╭─ Given data

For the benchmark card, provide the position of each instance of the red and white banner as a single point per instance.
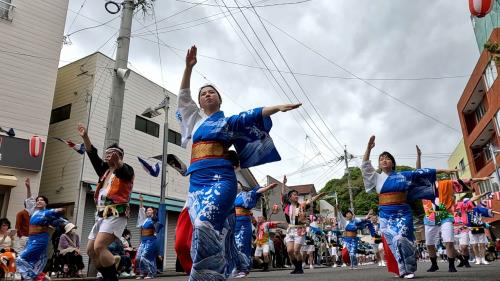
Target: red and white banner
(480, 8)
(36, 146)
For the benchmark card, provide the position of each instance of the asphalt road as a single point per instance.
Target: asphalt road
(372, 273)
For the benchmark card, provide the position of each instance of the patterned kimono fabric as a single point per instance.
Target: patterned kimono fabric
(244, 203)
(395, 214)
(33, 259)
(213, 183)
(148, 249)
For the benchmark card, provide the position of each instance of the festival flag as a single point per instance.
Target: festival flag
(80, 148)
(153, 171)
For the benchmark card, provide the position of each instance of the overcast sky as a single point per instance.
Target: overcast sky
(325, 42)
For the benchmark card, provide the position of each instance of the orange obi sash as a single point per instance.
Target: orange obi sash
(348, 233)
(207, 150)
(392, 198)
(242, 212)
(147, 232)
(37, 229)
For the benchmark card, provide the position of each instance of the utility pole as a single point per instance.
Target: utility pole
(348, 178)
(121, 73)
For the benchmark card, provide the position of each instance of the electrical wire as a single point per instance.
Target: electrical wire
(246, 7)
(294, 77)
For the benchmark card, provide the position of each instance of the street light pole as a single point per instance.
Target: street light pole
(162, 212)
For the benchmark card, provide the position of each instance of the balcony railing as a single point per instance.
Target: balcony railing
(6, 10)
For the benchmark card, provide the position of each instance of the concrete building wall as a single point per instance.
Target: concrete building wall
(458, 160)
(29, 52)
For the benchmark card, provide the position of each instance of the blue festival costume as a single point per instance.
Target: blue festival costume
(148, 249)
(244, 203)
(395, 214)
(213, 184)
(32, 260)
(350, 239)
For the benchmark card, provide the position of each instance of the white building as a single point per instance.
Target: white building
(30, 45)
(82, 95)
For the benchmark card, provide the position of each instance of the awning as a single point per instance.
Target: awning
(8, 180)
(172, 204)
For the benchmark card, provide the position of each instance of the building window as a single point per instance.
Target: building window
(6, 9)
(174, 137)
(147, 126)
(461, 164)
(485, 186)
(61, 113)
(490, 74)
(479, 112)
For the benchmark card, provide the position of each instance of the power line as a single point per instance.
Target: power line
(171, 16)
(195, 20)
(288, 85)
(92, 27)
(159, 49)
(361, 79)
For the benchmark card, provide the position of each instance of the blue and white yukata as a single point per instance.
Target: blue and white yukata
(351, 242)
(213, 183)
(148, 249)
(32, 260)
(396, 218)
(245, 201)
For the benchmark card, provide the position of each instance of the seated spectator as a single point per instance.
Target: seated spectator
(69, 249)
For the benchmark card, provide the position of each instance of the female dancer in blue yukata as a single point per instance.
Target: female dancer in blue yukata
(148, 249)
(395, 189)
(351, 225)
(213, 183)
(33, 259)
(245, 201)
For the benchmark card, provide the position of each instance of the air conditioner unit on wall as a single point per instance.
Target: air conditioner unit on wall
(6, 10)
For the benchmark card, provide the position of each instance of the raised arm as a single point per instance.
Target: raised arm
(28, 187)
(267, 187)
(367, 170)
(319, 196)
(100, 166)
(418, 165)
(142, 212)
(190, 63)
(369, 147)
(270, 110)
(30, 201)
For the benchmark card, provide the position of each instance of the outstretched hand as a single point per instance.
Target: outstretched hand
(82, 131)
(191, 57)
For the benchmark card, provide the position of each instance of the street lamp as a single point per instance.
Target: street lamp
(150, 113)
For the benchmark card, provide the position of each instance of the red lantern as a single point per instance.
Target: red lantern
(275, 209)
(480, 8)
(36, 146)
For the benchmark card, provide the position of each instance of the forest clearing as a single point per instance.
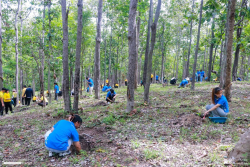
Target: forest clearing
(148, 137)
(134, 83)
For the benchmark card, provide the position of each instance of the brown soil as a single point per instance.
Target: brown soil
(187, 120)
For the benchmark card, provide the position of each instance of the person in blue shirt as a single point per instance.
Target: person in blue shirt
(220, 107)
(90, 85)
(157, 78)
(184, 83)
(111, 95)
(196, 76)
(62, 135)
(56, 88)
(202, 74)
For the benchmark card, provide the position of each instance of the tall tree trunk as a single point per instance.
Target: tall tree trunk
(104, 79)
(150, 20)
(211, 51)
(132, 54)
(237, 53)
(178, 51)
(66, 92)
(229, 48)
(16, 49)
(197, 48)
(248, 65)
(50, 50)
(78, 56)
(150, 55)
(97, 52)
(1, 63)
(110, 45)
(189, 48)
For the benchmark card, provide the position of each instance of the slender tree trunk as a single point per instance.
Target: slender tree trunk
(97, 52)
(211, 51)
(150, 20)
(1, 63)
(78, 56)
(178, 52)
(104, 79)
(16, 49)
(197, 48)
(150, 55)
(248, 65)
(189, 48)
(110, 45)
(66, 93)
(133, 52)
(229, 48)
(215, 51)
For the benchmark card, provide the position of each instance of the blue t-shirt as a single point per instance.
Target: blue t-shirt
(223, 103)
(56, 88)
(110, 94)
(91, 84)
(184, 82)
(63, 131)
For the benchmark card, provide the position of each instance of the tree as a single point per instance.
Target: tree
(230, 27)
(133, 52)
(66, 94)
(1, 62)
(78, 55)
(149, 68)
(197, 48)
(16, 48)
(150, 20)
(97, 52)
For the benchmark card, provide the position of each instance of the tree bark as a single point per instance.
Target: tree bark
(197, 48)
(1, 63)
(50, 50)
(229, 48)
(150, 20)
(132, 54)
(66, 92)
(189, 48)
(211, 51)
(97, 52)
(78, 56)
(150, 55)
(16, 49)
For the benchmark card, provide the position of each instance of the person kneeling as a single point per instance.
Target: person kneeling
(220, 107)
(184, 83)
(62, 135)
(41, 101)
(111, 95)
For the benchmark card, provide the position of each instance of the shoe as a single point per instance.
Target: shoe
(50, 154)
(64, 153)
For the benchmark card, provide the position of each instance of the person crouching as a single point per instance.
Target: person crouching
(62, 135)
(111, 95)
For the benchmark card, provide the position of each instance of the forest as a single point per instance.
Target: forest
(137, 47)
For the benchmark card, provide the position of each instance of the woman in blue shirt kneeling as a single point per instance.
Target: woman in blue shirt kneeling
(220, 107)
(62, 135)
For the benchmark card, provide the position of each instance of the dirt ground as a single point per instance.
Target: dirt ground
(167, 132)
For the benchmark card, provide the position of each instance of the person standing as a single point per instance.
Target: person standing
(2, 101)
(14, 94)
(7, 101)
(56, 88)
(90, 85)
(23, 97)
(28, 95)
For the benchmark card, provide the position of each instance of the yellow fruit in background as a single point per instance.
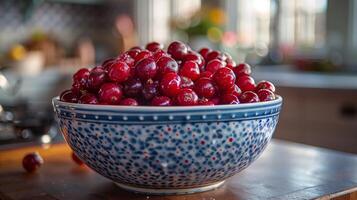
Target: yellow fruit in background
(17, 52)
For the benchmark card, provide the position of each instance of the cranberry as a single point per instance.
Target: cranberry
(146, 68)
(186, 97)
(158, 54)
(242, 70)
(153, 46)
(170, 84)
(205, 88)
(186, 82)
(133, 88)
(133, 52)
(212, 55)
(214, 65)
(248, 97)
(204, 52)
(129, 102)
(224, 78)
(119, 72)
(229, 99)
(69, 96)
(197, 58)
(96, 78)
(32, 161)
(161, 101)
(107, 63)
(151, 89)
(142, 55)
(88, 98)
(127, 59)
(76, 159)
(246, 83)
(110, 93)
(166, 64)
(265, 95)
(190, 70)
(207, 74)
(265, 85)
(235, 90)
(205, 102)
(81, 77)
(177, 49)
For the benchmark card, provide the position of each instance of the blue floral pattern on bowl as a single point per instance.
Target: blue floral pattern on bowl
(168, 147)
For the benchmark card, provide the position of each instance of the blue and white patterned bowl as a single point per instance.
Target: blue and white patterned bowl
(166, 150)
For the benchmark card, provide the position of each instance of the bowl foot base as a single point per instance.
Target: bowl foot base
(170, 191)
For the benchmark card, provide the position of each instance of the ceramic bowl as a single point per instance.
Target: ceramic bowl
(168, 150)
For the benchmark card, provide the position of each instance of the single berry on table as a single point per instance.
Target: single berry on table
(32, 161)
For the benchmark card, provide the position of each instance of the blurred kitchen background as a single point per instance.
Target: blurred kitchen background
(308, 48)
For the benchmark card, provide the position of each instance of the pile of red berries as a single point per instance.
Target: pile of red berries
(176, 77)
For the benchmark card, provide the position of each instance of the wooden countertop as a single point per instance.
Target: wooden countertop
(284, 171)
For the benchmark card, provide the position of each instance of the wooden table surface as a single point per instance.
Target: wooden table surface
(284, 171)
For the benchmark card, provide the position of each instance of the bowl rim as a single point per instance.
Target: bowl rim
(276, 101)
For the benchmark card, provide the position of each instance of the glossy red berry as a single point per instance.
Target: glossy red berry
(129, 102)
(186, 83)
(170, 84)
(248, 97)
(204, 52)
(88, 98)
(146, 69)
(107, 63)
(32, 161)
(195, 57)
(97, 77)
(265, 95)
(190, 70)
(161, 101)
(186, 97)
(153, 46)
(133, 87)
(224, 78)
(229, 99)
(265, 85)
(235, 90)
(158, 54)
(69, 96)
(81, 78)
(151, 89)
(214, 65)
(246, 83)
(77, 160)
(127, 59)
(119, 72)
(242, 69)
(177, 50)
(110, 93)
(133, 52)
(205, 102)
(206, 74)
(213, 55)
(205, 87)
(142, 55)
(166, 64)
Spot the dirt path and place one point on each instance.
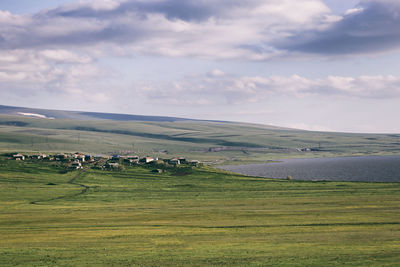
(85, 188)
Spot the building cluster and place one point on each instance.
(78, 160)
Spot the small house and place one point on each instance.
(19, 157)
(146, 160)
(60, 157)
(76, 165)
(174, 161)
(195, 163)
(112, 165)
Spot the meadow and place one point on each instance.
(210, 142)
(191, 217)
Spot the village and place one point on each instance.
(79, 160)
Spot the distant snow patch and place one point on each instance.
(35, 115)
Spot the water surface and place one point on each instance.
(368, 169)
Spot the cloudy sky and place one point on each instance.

╰─
╭─ Given data

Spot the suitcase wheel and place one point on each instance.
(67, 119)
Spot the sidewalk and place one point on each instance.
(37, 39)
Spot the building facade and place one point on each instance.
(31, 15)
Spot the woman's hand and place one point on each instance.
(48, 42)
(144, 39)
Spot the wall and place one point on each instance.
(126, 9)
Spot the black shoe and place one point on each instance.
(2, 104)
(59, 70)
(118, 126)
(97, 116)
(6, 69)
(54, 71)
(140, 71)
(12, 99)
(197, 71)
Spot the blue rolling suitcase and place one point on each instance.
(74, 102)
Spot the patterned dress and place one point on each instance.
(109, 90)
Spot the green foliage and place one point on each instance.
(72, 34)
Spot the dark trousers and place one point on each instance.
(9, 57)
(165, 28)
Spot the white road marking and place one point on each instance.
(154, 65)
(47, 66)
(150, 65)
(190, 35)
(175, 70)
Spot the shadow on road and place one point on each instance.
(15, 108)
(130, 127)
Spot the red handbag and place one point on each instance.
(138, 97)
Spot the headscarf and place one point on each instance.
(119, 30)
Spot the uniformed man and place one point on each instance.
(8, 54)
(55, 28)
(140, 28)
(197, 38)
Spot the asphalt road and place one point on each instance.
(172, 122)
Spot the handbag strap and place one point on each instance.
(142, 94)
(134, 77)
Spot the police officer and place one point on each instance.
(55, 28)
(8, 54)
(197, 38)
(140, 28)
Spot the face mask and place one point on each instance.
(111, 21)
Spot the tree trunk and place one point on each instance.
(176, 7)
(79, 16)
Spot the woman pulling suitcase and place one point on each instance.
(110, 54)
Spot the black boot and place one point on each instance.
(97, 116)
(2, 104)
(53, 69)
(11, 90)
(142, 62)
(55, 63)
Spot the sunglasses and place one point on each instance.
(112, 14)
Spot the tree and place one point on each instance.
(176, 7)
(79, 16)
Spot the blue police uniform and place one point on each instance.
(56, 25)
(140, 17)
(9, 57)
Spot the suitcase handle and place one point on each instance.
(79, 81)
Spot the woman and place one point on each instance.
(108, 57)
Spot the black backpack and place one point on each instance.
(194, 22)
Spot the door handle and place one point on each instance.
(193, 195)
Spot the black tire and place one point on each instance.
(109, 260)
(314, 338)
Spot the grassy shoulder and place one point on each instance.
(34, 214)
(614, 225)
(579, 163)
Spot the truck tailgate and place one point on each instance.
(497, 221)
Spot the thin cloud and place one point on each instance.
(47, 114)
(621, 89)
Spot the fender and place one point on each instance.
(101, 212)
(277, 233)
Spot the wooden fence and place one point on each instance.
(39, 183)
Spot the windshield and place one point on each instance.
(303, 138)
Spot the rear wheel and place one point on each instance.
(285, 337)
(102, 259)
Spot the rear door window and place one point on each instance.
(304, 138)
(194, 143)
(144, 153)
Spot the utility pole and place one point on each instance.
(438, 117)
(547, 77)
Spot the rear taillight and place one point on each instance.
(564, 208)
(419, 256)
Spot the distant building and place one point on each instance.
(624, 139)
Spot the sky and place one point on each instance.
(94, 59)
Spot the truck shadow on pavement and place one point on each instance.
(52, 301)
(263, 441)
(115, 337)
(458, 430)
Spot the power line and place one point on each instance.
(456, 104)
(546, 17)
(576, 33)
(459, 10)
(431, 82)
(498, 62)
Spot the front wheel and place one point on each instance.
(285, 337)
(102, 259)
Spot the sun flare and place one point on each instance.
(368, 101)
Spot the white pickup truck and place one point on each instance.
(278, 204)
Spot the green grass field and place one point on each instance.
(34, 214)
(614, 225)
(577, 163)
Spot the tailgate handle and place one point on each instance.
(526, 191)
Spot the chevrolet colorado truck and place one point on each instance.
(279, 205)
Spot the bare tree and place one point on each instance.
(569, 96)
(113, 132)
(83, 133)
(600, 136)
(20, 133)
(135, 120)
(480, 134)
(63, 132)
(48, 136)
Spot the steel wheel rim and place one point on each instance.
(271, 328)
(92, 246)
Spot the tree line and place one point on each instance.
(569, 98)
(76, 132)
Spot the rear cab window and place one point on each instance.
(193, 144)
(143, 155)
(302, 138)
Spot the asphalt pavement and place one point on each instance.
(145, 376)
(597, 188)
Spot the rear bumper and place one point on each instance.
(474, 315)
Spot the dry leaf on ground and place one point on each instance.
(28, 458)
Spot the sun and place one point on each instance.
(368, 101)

╰─

- [Problem description]
Which lines in the items above contain the string "door"? Pull out each of them in full.

- [Complete output]
Spot the door handle and place one point on each instance.
Spot the rear door window and place one point on each instance.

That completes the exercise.